-- WORK TO DO --
Produce the listing below again, exactly as shown.

┄┄┄┄┄┄┄┄┄┄┄┄┄┄┄┄┄┄┄┄

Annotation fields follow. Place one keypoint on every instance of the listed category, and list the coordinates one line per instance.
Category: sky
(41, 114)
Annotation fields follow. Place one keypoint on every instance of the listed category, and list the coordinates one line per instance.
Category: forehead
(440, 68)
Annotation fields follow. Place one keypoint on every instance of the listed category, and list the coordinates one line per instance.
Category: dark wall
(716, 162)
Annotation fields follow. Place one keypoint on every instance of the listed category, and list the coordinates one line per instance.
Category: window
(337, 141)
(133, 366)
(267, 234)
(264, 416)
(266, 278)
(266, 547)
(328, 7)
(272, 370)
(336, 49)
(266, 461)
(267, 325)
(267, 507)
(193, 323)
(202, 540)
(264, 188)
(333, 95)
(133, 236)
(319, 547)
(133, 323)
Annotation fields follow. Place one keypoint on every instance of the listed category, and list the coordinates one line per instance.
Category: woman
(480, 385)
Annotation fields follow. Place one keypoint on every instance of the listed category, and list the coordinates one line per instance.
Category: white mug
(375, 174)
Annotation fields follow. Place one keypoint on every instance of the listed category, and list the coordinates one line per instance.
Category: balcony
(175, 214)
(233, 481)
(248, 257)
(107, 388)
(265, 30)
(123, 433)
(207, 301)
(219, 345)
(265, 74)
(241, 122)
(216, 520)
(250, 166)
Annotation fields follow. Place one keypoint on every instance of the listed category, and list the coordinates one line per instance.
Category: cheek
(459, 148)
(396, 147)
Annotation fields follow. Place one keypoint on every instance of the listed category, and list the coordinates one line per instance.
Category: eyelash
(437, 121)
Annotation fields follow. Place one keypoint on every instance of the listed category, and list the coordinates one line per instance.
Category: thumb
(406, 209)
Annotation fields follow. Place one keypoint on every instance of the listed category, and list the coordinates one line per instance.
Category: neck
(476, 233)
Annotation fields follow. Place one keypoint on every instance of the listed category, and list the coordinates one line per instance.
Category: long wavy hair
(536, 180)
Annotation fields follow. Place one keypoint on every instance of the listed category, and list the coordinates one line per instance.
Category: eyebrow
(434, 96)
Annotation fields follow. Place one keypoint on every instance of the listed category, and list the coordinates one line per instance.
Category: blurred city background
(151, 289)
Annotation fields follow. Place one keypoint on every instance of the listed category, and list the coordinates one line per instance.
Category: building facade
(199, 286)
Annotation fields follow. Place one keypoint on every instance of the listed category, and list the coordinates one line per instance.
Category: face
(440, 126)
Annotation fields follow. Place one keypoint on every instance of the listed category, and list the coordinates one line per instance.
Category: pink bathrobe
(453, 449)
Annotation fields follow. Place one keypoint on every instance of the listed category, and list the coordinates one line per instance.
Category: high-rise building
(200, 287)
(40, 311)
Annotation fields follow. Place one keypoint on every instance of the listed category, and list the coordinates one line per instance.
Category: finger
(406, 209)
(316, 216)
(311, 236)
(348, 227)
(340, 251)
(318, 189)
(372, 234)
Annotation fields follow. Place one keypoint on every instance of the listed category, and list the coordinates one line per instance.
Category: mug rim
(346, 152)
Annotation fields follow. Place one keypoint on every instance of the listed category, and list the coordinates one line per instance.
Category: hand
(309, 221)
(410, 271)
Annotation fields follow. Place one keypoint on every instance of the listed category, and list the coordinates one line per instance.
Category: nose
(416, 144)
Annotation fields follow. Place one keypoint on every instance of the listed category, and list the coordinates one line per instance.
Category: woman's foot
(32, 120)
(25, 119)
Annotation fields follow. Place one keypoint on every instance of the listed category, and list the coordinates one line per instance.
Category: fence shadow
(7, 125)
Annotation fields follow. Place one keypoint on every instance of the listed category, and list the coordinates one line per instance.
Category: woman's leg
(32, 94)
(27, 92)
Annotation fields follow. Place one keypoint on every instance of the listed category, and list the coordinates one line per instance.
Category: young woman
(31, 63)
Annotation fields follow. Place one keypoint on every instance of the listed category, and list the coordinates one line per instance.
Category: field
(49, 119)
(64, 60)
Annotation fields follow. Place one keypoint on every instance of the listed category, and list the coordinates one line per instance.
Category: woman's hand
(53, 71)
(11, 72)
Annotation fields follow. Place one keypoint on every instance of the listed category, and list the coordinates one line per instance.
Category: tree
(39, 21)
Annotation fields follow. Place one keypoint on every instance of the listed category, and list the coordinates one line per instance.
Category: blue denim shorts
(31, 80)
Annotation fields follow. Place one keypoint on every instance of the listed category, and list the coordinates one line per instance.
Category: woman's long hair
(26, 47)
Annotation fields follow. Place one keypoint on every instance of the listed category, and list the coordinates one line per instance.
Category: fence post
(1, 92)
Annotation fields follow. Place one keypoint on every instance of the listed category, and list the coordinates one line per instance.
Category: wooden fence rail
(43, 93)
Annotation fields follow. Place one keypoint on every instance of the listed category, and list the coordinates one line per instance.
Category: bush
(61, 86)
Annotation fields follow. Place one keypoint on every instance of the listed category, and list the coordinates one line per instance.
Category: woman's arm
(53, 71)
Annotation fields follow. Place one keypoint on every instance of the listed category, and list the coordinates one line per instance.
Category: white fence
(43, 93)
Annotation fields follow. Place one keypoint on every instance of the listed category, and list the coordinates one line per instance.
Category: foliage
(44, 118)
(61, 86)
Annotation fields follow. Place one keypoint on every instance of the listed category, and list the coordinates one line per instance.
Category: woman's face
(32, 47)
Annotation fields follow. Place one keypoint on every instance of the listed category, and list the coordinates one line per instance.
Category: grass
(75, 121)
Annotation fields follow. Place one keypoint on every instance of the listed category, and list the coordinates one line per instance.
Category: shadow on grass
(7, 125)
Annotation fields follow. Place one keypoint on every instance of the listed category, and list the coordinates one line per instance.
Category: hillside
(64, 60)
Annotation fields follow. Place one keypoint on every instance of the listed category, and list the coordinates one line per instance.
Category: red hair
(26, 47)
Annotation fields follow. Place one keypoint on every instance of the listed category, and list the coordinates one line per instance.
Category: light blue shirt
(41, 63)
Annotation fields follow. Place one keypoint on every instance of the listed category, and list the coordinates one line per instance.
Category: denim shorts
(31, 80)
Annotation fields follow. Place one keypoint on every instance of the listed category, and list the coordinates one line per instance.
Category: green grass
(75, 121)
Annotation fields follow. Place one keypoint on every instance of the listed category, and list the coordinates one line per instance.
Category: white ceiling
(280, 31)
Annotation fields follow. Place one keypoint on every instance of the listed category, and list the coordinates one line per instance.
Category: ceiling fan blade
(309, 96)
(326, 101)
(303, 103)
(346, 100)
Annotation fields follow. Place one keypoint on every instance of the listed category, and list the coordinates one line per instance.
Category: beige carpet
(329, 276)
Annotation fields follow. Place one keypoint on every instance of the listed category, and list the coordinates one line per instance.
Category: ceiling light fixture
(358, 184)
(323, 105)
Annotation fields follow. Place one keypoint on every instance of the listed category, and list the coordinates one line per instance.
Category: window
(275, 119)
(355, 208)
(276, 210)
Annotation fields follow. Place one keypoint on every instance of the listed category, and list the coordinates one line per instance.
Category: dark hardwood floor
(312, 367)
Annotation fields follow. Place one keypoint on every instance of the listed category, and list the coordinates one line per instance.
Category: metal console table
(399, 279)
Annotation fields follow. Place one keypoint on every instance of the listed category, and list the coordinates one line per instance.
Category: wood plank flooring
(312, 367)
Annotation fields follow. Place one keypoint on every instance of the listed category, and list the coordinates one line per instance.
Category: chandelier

┄┄┄┄┄┄┄┄┄┄┄┄┄┄┄┄┄┄┄┄

-- PROBLEM SOLUTION --
Annotation fields follow. Place one keypoint on every instance of the listed category, and list the coordinates one line per instance.
Category: sky
(41, 114)
Annotation fields follow. Place one keypoint on every instance of the listed category, and list the coordinates one line per instance.
Category: forehead
(440, 68)
Annotation fields follow. Place one keypoint on every instance of the listed category, and list the coordinates one line per instance.
Category: dark wall
(716, 162)
Annotation fields follow. Place one keypoint on every instance of the listed category, and list the coordinates one line per instance.
Category: window
(337, 141)
(133, 366)
(267, 234)
(264, 416)
(266, 278)
(266, 547)
(328, 7)
(272, 370)
(336, 49)
(266, 461)
(267, 325)
(267, 507)
(193, 323)
(202, 540)
(264, 188)
(333, 95)
(133, 236)
(319, 547)
(133, 323)
Annotation fields follow. Place one keypoint on every instance of the listed category, and list the coordinates one line per instance.
Category: woman
(480, 385)
Annotation fields follow. Place one keypoint on every instance of the listed category, and list the coordinates one line per instance.
Category: white mug
(375, 174)
Annotation fields follow. Place one keypoint on every instance of the listed category, and list the coordinates one line per instance.
Category: balcony
(175, 214)
(233, 481)
(248, 257)
(107, 388)
(265, 30)
(123, 433)
(207, 301)
(219, 345)
(265, 74)
(241, 122)
(216, 520)
(250, 166)
Annotation fields follow. Place one keypoint on every instance of the listed category, and list the coordinates one line per instance.
Category: cheek
(459, 148)
(396, 147)
Annotation fields follow. Place one keypoint on every instance of the listed category, and list the coordinates one line per instance.
Category: eyelash
(437, 121)
Annotation fields follow. Place one keypoint on every instance of the listed category, and list the coordinates one line per instance.
Category: thumb
(406, 209)
Annotation fields follow. Place one keypoint on every instance of the listed category, and list the coordinates one line per instance.
Category: neck
(476, 233)
Annotation fields follow. Place one keypoint on every instance of the listed category, and list the coordinates one line per instance.
Category: long wavy hair
(536, 180)
Annotation fields follow. Place one keypoint on every instance of the listed category, and list the coordinates one line per instance.
Category: eyebrow
(434, 96)
Annotation fields follow. Place one keypoint on every instance of the listed category, and list the coordinates one line per instance.
Category: blurred city background
(151, 289)
Annotation fields follow. Place one keypoint on every instance of the listed category, and list the coordinates one line per instance.
Category: building facade
(199, 286)
Annotation fields follow. Place one keypoint on every instance of the listed category, and list the coordinates one line per instance.
Category: face
(440, 126)
Annotation fields follow. Place one keypoint on every instance of the listed category, and list the coordinates one line per instance.
Category: pink bathrobe
(453, 449)
Annotation fields follow. Place one keypoint on every instance of the listed category, and list the coordinates one line per instance.
Category: high-rise building
(200, 287)
(40, 311)
Annotation fields follow. Place one keypoint on every instance of the listed category, and list the coordinates one line per instance.
Category: finger
(406, 209)
(316, 216)
(311, 236)
(348, 227)
(340, 251)
(318, 189)
(372, 234)
Annotation fields follow. Place one keypoint on every instance of the listed category, and list the coordinates one line per instance.
Category: mug rim
(346, 152)
Annotation fields follow. Place one keypoint on every instance of the listed category, and list the coordinates one line per instance.
Category: hand
(309, 221)
(410, 271)
Annotation fields follow. Place one keypoint on every instance of the listed category, and list the coordinates one line per instance.
Category: nose
(416, 144)
Annotation fields follow. Place one keypoint on every instance of the listed category, and list the coordinates one line per instance.
Category: woman's foot
(32, 120)
(25, 119)
Annotation fields follow. Place one keypoint on every instance of the listed category, and list the coordinates one line per instance.
Category: fence shadow
(7, 125)
Annotation fields follow. Place one keypoint on every instance of the listed category, and list the coordinates one line per instance.
Category: woman's leg
(32, 94)
(27, 92)
Annotation fields follow. Place one keypoint on every instance of the listed category, and list the coordinates one line per instance.
Category: young woman
(31, 63)
Annotation fields follow. Place one keypoint on every instance of the listed category, and list the coordinates one line per instance.
Category: field
(49, 119)
(64, 60)
Annotation fields follow. Place one keypoint on every instance of the listed category, and list the coordinates one line per instance.
Category: woman's hand
(53, 71)
(11, 72)
Annotation fields follow. Place one keypoint on every instance of the listed category, and list the coordinates one line per instance.
Category: tree
(39, 21)
Annotation fields follow. Place one keypoint on every instance of the listed category, and list the coordinates one line per instance.
Category: blue denim shorts
(31, 80)
Annotation fields follow. Place one keypoint on every instance of the listed category, and list the coordinates one line per instance.
Category: woman's long hair
(26, 47)
Annotation fields follow. Place one keypoint on every instance of the listed category, and list the coordinates one line per instance.
Category: fence post
(1, 92)
Annotation fields follow. Place one keypoint on every instance of the listed category, and list the coordinates one line per instance.
Category: wooden fence rail
(43, 93)
Annotation fields follow. Place one keypoint on every instance of the listed category, and list the coordinates one line per instance.
Category: bush
(61, 86)
Annotation fields follow. Place one keypoint on every instance of the listed category, and list the coordinates one line per instance.
Category: woman's arm
(53, 71)
Annotation fields follow. Place one keypoint on every instance of the listed category, and list the coordinates one line per instance.
Category: white fence
(43, 93)
Annotation fields follow. Place one keypoint on every instance of the listed category, and list the coordinates one line per instance.
Category: foliage
(44, 118)
(61, 86)
Annotation fields follow. Place one keypoint on every instance of the listed category, and list the coordinates one line per instance.
Category: woman's face
(32, 47)
Annotation fields follow. Place one keypoint on every instance of the listed category, and list the coordinates one line per instance.
Category: grass
(75, 121)
Annotation fields follow. Place one keypoint on every instance of the listed category, and list the coordinates one line per instance.
Category: shadow on grass
(7, 125)
Annotation fields follow. Place one keypoint on every instance of the listed category, and list the coordinates one line per instance.
Category: hillside
(64, 60)
Annotation fields follow. Place one keypoint on every instance of the listed category, and list the coordinates one line per instance.
Category: red hair
(26, 47)
Annotation fields follow. Place one keypoint on every instance of the listed category, and list the coordinates one line per instance.
Category: light blue shirt
(41, 63)
Annotation fields follow. Place one keypoint on every instance of the listed category, and list the coordinates one line per instance.
Category: denim shorts
(31, 80)
Annotation fields follow. Place one keypoint on every instance of the listed category, and list the coordinates one line per instance.
Category: green grass
(75, 121)
Annotation fields follow. Place one keypoint on every instance of the listed category, and list the coordinates one line per instance.
Category: white ceiling
(280, 31)
Annotation fields follow. Place one keypoint on every instance of the listed category, and list the coordinates one line per instance.
Category: ceiling fan blade
(309, 96)
(326, 101)
(303, 103)
(346, 100)
Annotation fields follow. Place one keypoint on every instance of the listed category, and list the coordinates one line per instance.
Category: beige carpet
(329, 276)
Annotation fields follow. Place one keypoint on every instance of the listed category, and list the coordinates one line per instance.
Category: ceiling light fixture
(358, 184)
(323, 105)
Annotation fields follow. Place one keypoint on every instance of the listed category, and list the coordinates one line per instance.
Category: window
(275, 119)
(355, 208)
(276, 210)
Annotation fields follow. Place one keypoint on every instance of the listed category, and list the coordinates one line per instance.
Category: dark hardwood floor
(312, 367)
Annotation fields follow. Place one keypoint on every instance of the listed category, and list the coordinates one line per instance.
Category: metal console table
(399, 279)
Annotation fields follow. Place one keypoint on every instance of the listed category, and list the coordinates one line per instance.
Category: wood plank flooring
(312, 367)
Annotation fields follow. Place one keypoint on every instance of the listed category, and list the coordinates one line per instance.
Category: chandelier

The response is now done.